Continue the SAS forum thread below on the default kernel density bandwidth, starting right after its last sentence.

SOURCE EXCERPT
[Begin]

Reputation: 45
I'm using SAS to plot an histogram with the Kernel density. In the documentation, it is specified that we can choose the parameter c: "the standardized bandwidth for a number that is greater than 0 and less than or equal to 100." But I cannot find the default value used to create the following plot.
Does someone have an idea? Thanks!
Upvotes: 0
Views: 684
Reputation: 12909
SGPLOT minimizes the Asymptotic Mean Integrated Square Error (AMISE) for the kernel density function. According to PROC UNIVARIATE
, which also can do KDE:
By default, the procedure uses the AMISE method to compute kernel density estimates.
We can confirm that they both have the same default by comparing the output.
proc univariate data=sashelp.cars;
var horsepower;
histogram / kernel;
run;
In the log, we find:
NOTE: The normal kernel estimate for c=0.7852 has a bandwidth of 21.035 and an AMISE of 392E-7.
Let's plot them together and compare the values.

[End]

DATA RECORDS
[Begin]

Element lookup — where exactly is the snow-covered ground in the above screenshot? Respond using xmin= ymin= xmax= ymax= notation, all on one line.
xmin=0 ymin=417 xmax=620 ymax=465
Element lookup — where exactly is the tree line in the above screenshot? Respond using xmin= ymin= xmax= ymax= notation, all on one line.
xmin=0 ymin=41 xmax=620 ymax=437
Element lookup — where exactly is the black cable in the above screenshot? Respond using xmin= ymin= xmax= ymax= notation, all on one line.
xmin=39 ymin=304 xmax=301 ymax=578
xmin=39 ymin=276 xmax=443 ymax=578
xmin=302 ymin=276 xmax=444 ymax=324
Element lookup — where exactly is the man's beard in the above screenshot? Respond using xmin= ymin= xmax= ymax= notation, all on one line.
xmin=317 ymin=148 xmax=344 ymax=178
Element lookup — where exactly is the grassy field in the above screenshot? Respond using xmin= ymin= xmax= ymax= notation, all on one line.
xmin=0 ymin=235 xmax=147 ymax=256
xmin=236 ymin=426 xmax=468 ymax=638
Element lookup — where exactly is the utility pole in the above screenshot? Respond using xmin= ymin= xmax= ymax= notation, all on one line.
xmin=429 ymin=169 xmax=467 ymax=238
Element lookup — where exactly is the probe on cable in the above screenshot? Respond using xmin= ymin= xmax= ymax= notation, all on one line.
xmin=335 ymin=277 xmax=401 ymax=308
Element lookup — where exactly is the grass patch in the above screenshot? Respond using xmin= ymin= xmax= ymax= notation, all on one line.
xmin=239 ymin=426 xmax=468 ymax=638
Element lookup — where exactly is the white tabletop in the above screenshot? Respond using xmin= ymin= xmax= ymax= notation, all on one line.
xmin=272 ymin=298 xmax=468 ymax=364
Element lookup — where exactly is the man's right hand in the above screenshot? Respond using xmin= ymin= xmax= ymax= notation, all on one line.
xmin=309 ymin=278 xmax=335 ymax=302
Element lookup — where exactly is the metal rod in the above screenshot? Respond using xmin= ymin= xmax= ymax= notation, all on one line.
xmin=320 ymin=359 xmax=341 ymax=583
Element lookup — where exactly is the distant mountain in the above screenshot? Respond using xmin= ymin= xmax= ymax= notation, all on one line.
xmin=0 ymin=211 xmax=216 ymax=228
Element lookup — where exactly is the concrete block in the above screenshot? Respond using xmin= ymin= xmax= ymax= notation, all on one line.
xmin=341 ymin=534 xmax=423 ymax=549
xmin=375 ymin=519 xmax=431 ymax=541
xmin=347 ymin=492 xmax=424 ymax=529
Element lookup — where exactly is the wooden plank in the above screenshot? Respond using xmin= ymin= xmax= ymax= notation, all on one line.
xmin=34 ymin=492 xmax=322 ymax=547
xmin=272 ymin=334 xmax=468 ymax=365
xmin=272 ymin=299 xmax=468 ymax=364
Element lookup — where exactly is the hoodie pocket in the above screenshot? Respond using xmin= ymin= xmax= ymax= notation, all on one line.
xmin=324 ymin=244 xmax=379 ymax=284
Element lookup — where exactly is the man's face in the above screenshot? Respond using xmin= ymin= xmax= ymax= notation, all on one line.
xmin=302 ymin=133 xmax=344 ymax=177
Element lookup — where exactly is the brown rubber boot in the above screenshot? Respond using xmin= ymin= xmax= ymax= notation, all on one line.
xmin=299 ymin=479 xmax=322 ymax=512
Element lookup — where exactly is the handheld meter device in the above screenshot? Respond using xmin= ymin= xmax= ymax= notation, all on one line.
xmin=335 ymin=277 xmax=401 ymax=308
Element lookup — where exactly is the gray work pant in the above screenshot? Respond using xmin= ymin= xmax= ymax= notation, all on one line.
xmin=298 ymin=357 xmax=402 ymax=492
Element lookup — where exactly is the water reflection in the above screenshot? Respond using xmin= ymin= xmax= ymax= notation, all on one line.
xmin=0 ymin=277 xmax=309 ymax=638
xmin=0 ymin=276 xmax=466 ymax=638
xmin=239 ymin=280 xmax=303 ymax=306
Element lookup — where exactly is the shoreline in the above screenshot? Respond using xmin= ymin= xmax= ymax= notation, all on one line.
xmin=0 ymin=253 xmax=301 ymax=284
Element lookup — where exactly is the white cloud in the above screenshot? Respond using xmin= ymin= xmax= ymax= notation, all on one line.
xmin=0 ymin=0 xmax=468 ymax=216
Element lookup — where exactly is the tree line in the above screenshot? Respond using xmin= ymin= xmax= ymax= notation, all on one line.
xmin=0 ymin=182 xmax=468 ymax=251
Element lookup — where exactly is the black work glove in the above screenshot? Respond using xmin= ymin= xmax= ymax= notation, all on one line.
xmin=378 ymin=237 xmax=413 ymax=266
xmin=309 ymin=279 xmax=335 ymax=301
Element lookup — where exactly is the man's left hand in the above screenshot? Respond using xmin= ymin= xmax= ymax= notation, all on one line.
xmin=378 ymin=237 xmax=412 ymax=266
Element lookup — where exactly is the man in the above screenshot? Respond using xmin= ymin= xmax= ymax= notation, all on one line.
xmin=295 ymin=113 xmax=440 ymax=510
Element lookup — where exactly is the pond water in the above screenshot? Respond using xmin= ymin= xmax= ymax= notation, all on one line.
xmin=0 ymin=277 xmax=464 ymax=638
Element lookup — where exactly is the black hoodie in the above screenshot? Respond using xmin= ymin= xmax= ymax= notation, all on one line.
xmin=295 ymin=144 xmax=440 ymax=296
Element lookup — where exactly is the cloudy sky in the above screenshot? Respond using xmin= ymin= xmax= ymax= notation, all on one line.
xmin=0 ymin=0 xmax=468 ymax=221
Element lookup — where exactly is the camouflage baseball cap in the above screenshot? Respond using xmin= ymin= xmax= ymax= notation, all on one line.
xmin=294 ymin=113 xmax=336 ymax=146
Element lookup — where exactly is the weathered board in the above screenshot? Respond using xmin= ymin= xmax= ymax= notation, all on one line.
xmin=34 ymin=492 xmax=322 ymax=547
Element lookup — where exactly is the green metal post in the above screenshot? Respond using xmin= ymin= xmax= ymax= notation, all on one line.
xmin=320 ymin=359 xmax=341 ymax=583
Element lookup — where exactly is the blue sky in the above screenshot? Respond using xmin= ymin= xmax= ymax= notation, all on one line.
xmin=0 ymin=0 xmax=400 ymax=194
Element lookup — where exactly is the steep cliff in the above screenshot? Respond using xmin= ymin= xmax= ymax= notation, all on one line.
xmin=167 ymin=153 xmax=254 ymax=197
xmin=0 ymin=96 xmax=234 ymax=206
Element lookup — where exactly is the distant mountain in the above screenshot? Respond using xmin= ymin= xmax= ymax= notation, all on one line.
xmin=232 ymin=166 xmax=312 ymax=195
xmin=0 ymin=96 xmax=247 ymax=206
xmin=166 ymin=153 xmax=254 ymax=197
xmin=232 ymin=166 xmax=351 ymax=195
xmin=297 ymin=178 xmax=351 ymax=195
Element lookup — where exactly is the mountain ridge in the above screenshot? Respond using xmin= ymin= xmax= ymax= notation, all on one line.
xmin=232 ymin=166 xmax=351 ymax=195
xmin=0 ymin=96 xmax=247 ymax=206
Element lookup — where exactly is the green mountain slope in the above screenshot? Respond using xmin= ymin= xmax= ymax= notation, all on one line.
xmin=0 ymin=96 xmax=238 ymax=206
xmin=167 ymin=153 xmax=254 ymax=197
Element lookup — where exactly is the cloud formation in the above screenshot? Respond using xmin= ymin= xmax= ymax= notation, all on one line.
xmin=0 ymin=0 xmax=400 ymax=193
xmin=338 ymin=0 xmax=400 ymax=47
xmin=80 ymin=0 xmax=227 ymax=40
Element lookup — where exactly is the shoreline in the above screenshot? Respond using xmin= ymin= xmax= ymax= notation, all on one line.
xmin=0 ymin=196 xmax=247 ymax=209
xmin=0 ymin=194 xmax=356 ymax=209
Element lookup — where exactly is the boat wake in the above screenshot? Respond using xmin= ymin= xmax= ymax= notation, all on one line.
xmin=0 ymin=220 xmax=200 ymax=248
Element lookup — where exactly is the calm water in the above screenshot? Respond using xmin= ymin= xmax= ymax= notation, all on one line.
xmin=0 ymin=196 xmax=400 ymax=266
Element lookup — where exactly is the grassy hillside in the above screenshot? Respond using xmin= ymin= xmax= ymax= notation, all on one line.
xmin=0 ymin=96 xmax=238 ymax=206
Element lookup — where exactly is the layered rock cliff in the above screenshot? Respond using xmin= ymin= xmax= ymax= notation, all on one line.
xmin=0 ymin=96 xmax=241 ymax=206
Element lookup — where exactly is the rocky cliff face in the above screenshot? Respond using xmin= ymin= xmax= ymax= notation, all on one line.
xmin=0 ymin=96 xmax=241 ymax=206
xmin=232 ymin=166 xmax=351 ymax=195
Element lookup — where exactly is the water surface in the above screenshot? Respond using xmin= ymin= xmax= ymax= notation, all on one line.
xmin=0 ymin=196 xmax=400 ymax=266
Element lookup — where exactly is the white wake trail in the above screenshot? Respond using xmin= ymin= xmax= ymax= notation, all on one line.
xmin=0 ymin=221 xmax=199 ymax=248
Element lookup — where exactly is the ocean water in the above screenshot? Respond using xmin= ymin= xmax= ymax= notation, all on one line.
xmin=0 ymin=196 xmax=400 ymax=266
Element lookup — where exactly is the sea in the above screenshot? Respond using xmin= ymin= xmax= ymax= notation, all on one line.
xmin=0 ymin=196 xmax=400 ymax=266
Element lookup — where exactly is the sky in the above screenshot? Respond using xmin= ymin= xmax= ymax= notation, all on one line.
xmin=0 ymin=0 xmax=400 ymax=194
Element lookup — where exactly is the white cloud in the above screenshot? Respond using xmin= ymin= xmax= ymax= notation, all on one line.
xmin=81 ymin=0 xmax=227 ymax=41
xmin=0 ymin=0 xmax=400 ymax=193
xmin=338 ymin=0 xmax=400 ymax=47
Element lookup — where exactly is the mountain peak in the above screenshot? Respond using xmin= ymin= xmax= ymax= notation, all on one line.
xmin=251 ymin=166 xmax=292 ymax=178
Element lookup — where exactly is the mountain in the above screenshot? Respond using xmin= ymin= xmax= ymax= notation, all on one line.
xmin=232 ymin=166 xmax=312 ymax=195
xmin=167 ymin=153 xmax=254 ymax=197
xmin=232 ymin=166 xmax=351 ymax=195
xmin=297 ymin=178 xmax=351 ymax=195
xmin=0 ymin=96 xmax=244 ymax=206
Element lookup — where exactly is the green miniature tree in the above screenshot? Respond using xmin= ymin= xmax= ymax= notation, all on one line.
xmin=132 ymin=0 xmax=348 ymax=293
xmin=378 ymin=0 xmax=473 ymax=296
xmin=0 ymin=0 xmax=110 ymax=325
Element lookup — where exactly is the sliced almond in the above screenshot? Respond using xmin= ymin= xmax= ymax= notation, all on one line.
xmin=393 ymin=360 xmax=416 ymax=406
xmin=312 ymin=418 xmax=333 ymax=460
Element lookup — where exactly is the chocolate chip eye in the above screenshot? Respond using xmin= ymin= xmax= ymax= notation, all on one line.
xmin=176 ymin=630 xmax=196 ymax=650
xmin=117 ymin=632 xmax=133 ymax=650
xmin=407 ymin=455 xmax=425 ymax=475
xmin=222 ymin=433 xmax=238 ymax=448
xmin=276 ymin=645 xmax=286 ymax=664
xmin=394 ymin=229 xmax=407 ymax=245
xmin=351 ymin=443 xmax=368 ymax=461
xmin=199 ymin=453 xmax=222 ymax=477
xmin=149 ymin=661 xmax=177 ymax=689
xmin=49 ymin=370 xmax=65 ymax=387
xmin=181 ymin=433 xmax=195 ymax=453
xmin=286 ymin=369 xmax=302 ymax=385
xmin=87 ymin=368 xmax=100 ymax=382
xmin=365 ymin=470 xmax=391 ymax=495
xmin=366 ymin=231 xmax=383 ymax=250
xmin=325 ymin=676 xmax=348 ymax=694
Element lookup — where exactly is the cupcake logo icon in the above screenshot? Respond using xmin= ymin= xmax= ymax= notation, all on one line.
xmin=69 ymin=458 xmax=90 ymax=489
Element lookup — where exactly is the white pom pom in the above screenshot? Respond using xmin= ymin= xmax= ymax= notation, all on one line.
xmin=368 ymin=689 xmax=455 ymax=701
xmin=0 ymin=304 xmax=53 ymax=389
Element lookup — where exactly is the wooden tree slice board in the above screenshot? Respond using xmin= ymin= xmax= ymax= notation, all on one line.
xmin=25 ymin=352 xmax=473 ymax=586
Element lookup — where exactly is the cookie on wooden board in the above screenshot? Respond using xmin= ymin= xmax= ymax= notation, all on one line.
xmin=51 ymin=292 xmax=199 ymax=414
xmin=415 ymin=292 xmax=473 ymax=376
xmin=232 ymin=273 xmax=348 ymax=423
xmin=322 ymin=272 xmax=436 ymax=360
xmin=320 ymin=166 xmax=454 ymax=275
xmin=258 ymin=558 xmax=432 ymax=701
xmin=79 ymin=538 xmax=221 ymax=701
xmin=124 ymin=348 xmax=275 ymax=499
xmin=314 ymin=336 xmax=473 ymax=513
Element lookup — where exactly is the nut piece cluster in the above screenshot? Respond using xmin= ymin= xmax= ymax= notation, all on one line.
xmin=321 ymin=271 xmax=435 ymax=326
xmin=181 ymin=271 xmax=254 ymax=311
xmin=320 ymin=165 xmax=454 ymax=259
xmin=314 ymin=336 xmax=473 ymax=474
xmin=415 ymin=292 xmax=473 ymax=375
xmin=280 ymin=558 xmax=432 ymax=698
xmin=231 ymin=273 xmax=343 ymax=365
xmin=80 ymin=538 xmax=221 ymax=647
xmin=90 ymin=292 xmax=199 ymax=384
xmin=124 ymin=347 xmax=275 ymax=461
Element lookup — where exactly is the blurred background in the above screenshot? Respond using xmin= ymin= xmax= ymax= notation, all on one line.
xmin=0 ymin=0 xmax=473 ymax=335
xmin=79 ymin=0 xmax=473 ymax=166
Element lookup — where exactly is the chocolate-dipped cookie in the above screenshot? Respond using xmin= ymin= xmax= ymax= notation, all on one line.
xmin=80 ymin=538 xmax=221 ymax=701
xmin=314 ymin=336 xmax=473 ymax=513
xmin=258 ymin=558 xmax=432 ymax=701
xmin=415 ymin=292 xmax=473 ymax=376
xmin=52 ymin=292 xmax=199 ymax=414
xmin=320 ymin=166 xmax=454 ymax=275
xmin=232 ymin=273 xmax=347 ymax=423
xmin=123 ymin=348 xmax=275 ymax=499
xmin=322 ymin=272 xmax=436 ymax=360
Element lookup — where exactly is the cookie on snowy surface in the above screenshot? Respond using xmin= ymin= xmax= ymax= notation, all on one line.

[End]

RESPONSE TO THIS EXERCISE
proc sgplot data=sashelp.cars;
density horsepower/TYPE=KERNEL;
density horsepower/TYPE=KERNEL(c=0.7852);
ods output sgplot;
run;
data diff;
set sgplot;
abs_diff = abs(KERNEL_Horsepower____Y - KERNEL_Horsepower_C_0_7852____Y);
run;
proc univariate data=diff;
var abs_diff;
run;
The average difference between all points plotted is 1.65x10^-9, with the overall largest being 6.76x10^-9. This is, essentially, zero. The reason for the differences is that the c-value given to the user in the log is lower precision than the one calculated by proc sgplot
. You can get a higher precision estimate with the outkernel=
option in proc univariate
as well.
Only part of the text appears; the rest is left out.